Dataset records:
# # # #
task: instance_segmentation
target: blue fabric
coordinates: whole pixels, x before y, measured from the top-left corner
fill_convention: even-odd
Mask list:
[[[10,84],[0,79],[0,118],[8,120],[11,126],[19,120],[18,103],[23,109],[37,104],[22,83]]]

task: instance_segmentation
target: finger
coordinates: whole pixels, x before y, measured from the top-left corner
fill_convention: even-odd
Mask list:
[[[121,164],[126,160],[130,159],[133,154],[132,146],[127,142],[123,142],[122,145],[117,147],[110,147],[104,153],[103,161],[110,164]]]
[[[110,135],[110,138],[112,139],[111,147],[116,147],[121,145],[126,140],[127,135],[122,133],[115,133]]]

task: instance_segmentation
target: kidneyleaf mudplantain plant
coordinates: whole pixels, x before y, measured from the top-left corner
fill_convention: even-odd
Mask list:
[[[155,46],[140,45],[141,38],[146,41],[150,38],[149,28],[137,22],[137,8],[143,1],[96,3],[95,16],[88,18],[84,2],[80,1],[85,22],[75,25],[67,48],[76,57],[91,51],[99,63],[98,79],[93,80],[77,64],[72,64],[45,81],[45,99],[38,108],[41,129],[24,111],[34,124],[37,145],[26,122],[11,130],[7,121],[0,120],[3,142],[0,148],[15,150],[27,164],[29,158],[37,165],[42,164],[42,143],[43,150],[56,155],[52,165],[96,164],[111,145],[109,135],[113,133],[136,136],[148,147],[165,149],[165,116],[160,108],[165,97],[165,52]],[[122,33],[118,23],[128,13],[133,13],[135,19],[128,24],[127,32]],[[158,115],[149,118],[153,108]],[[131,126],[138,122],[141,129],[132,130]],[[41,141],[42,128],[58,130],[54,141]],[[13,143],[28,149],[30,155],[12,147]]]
# # # #
Having output the line that contains "target: finger", stop. Every line before it, back to the first line of the data, must be reproduced exactly.

task: instance_segmentation
target: blue fabric
coordinates: whole pixels, x before y, measured from the top-left corner
fill_convention: even-odd
Mask list:
[[[10,84],[0,79],[0,118],[8,120],[11,126],[19,120],[18,103],[23,109],[37,104],[22,83]]]

task: instance_segmentation
target: finger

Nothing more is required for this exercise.